### Data shown
# # # # #
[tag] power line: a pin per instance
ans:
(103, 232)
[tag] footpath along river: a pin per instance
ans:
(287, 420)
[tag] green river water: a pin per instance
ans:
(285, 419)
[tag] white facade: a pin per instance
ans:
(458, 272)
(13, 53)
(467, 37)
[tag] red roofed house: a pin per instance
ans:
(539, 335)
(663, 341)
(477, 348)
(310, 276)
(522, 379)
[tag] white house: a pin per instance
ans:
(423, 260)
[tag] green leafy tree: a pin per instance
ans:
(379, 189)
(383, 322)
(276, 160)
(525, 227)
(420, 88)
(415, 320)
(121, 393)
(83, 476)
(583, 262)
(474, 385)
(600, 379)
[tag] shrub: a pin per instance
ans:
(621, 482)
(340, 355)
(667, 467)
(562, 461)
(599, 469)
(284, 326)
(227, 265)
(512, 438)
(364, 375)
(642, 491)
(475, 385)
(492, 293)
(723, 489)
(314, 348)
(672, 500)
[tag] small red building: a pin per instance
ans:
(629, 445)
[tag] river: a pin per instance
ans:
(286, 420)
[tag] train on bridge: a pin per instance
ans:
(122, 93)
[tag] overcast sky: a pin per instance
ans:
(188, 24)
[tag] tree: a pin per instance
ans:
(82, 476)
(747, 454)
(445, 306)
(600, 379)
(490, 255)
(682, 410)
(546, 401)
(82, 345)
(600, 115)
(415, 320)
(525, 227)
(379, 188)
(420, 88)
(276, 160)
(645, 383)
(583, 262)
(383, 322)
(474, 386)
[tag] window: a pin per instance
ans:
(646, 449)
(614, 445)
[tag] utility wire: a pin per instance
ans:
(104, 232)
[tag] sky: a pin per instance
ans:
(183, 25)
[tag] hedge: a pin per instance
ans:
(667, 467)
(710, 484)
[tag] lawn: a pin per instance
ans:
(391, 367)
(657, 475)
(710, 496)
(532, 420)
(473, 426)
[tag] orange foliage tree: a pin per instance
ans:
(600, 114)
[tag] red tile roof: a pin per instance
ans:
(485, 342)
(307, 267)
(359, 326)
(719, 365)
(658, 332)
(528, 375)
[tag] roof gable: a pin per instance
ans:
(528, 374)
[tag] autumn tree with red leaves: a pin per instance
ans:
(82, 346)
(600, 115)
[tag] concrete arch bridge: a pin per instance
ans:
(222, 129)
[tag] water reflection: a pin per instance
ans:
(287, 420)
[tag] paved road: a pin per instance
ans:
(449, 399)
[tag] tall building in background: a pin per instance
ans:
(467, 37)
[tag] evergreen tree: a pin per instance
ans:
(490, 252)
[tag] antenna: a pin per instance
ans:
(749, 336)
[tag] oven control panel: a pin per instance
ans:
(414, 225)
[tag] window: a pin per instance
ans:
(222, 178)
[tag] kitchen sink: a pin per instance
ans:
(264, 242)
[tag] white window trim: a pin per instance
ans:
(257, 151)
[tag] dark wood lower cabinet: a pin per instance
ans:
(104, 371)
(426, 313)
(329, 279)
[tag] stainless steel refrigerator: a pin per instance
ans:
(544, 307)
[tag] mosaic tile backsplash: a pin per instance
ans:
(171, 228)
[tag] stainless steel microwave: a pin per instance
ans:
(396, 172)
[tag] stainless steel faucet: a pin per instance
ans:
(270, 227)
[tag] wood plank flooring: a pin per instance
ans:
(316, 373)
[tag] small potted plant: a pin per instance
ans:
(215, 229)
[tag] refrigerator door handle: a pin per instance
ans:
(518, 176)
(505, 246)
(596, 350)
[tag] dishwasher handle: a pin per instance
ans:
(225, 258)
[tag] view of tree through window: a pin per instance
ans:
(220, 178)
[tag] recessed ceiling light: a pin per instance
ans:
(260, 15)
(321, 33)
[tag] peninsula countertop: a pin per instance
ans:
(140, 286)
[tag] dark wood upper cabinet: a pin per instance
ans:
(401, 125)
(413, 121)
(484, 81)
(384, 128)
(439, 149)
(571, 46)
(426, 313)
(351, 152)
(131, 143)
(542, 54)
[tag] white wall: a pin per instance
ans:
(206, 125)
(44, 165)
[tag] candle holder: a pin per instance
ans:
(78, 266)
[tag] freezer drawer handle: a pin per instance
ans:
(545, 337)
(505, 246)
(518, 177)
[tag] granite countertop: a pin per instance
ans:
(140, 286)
# # # # #
### Directions for this task
Format every line of the material above as a JSON array of strings, with one string per line and blank lines omitted.

### Exercise output
[
  "[tag] power line: a pin per instance",
  "ans:",
  "(103, 232)",
  "[tag] footpath along river: a pin per instance",
  "ans:",
  "(287, 420)",
  "[tag] green river water: a pin per instance",
  "ans:",
  "(285, 419)",
  "[tag] white facade: a pin per instance",
  "ans:",
  "(458, 272)",
  "(13, 53)",
  "(467, 37)",
  "[tag] red roofed house: a pin per instance",
  "ans:",
  "(539, 335)",
  "(663, 341)",
  "(477, 348)",
  "(310, 276)",
  "(522, 379)",
  "[tag] white house: a pin per instance",
  "ans:",
  "(423, 260)",
  "[tag] green leafy tree: a pin per instance",
  "ans:",
  "(379, 189)",
  "(383, 322)",
  "(276, 160)",
  "(525, 227)",
  "(420, 88)",
  "(415, 320)",
  "(121, 393)",
  "(83, 476)",
  "(583, 262)",
  "(474, 385)",
  "(600, 379)",
  "[tag] shrub: a pin per instance",
  "ans:",
  "(621, 482)",
  "(340, 355)",
  "(667, 467)",
  "(562, 461)",
  "(599, 469)",
  "(284, 326)",
  "(227, 265)",
  "(512, 438)",
  "(364, 375)",
  "(642, 491)",
  "(475, 385)",
  "(492, 293)",
  "(723, 489)",
  "(314, 348)",
  "(672, 500)",
  "[tag] small red building: a pin per instance",
  "ans:",
  "(629, 445)",
  "[tag] river: a pin per instance",
  "ans:",
  "(286, 420)",
  "[tag] train on bridge: a pin per instance",
  "ans:",
  "(122, 93)",
  "[tag] overcast sky: a pin per instance",
  "ans:",
  "(188, 24)",
  "[tag] tree: a pin per instance",
  "ans:",
  "(82, 476)",
  "(747, 454)",
  "(445, 306)",
  "(600, 379)",
  "(490, 255)",
  "(682, 410)",
  "(546, 401)",
  "(82, 345)",
  "(600, 115)",
  "(415, 320)",
  "(525, 227)",
  "(379, 188)",
  "(420, 88)",
  "(276, 160)",
  "(645, 383)",
  "(583, 262)",
  "(383, 322)",
  "(474, 386)",
  "[tag] window: a pin per instance",
  "ans:",
  "(646, 449)",
  "(614, 445)",
  "[tag] utility wire: a pin per instance",
  "ans:",
  "(104, 232)",
  "[tag] sky: a pin per instance",
  "ans:",
  "(183, 25)",
  "[tag] hedge: a pin per instance",
  "ans:",
  "(667, 467)",
  "(710, 484)",
  "[tag] lawn: a pin per instance",
  "ans:",
  "(391, 367)",
  "(657, 475)",
  "(710, 496)",
  "(532, 420)",
  "(473, 426)",
  "[tag] orange foliage tree: a pin per instance",
  "ans:",
  "(600, 114)",
  "[tag] red tile roof: a pin per instance",
  "ans:",
  "(485, 342)",
  "(307, 267)",
  "(359, 326)",
  "(719, 365)",
  "(658, 332)",
  "(528, 375)",
  "[tag] roof gable: a pin per instance",
  "ans:",
  "(528, 374)",
  "[tag] autumn tree with red leaves: a pin per instance",
  "ans:",
  "(82, 346)",
  "(600, 115)",
  "[tag] concrete arch bridge: a pin per instance",
  "ans:",
  "(222, 129)",
  "[tag] water reflection: a pin per instance",
  "ans:",
  "(287, 420)",
  "[tag] paved road: a pin per instance",
  "ans:",
  "(449, 399)",
  "[tag] tall building in background: a pin per instance",
  "ans:",
  "(467, 37)",
  "[tag] evergreen tree: a pin per instance",
  "ans:",
  "(490, 252)",
  "[tag] antenna: a pin per instance",
  "ans:",
  "(749, 336)",
  "[tag] oven control panel: a pin per instance",
  "ans:",
  "(414, 225)",
  "[tag] window: a pin per instance",
  "ans:",
  "(222, 178)",
  "[tag] kitchen sink: a pin per instance",
  "ans:",
  "(264, 242)",
  "[tag] white window trim: a pin per instance",
  "ans:",
  "(257, 151)",
  "[tag] dark wood lower cabinet: a pin per instance",
  "ans:",
  "(104, 371)",
  "(426, 313)",
  "(329, 279)",
  "[tag] stainless steel refrigerator: a pin per instance",
  "ans:",
  "(544, 307)",
  "[tag] mosaic tile backsplash: a pin per instance",
  "ans:",
  "(171, 228)",
  "[tag] stainless steel microwave: a pin per instance",
  "ans:",
  "(396, 172)",
  "[tag] stainless steel faucet: a pin per instance",
  "ans:",
  "(270, 227)",
  "[tag] wood plank flooring: a pin per instance",
  "ans:",
  "(316, 373)",
  "[tag] small potted plant: a pin per instance",
  "ans:",
  "(215, 229)",
  "[tag] refrigerator door handle: a pin per instance",
  "ans:",
  "(518, 176)",
  "(505, 246)",
  "(596, 350)",
  "[tag] dishwasher handle: a pin per instance",
  "ans:",
  "(225, 258)",
  "[tag] view of tree through window: a pin per instance",
  "ans:",
  "(220, 178)",
  "[tag] recessed ceiling light: a pin per instance",
  "ans:",
  "(260, 15)",
  "(321, 33)",
  "[tag] peninsula countertop: a pin per instance",
  "ans:",
  "(140, 286)",
  "[tag] dark wood upper cabinet: a pin per instance",
  "ans:",
  "(401, 125)",
  "(413, 121)",
  "(484, 81)",
  "(384, 128)",
  "(439, 149)",
  "(571, 46)",
  "(426, 313)",
  "(351, 152)",
  "(131, 143)",
  "(542, 54)",
  "[tag] white wall: a pin per instance",
  "ans:",
  "(206, 125)",
  "(44, 165)",
  "[tag] candle holder: a pin per instance",
  "ans:",
  "(78, 266)",
  "[tag] freezer drawer handle: a pin per instance",
  "ans:",
  "(545, 337)",
  "(505, 246)",
  "(518, 177)",
  "[tag] granite countertop: a pin per instance",
  "ans:",
  "(140, 286)"
]